* start Input *
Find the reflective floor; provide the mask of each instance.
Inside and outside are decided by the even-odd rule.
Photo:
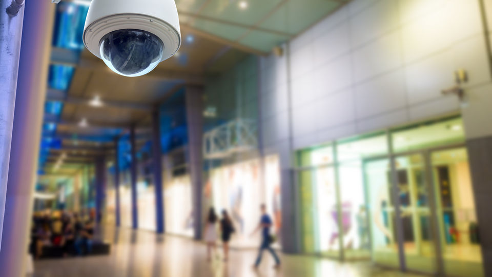
[[[188,239],[157,235],[129,229],[102,232],[114,244],[107,256],[49,260],[34,263],[34,276],[417,276],[374,267],[368,263],[340,263],[313,256],[281,255],[282,265],[273,268],[274,261],[265,253],[257,270],[252,267],[256,252],[232,250],[230,260],[219,256],[209,263],[206,248]]]

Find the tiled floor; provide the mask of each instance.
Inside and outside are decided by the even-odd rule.
[[[128,229],[106,232],[114,243],[107,256],[36,261],[35,277],[169,276],[169,277],[326,277],[417,276],[372,266],[367,263],[340,263],[312,256],[282,255],[281,268],[276,270],[265,252],[258,270],[252,265],[256,252],[232,250],[228,263],[206,260],[202,244],[189,239],[158,236]],[[220,255],[221,253],[219,253]]]

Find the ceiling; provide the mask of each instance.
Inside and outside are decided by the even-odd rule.
[[[269,52],[348,0],[176,0],[182,28]],[[246,4],[244,4],[246,3]]]
[[[176,0],[183,38],[178,54],[147,75],[129,78],[85,49],[90,0],[63,0],[53,27],[40,174],[70,175],[97,155],[111,154],[115,138],[132,125],[137,138],[148,138],[155,105],[248,55],[266,54],[348,1]],[[102,105],[90,105],[95,97]]]

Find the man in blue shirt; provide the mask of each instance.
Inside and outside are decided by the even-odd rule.
[[[266,207],[265,206],[265,204],[261,204],[260,208],[261,209],[261,218],[260,220],[260,224],[258,224],[258,227],[256,228],[253,233],[258,232],[260,229],[261,229],[261,245],[260,246],[258,258],[256,258],[256,262],[255,263],[254,266],[255,268],[257,268],[260,265],[263,251],[268,250],[273,256],[273,258],[275,259],[275,268],[278,268],[280,266],[280,260],[278,259],[275,250],[271,246],[273,242],[272,241],[272,239],[270,236],[270,227],[272,227],[273,224],[272,219],[266,213]]]

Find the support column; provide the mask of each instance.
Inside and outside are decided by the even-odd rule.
* end Input *
_To do_:
Could you reproduce the records from the line with "Find the tiled" up to and including the final line of the records, keeping the requests, and shift every polygon coordinate in the answers up by 115?

_Solution for this problem_:
Find the tiled floor; provide the mask of each instance.
Inside and outside are decided by the even-odd rule.
[[[243,344],[221,347],[229,358],[222,371],[151,376],[150,392],[284,391],[284,392],[441,392],[532,391],[487,381],[482,378],[455,378],[427,371],[397,370],[396,383],[391,385],[380,367],[373,385],[367,380],[371,367],[347,365],[343,378],[321,375],[317,359],[304,354],[273,351]],[[335,370],[336,368],[334,368]]]

Find the ceiling; provide the mask of each instance.
Inside and outside are decided by the even-odd rule.
[[[384,167],[463,115],[291,115],[297,143]],[[361,119],[359,119],[361,118]]]
[[[291,115],[298,153],[293,169],[262,190],[244,193],[200,164],[205,115],[178,115],[168,142],[155,289],[185,290],[212,270],[226,269],[230,253],[247,240],[252,253],[263,253],[270,220],[363,170],[381,169],[463,116]],[[217,220],[205,220],[210,212]]]

Find the man in blue shirt; provide the mask of each instance.
Inside and outside are decided by the even-odd rule.
[[[381,322],[380,321],[380,319],[376,319],[375,323],[376,324],[376,333],[375,335],[375,339],[373,339],[373,342],[371,343],[368,348],[373,347],[375,344],[376,344],[376,360],[375,361],[373,373],[371,373],[371,377],[370,378],[369,381],[370,383],[372,383],[375,380],[378,366],[383,365],[388,371],[388,373],[390,374],[390,383],[393,383],[395,381],[395,375],[393,374],[390,365],[386,361],[388,357],[387,356],[387,354],[385,351],[385,342],[387,342],[388,339],[387,334],[381,328]]]

Find the support column; provide the mask of each instance.
Inside and outside are decided by the even-odd rule.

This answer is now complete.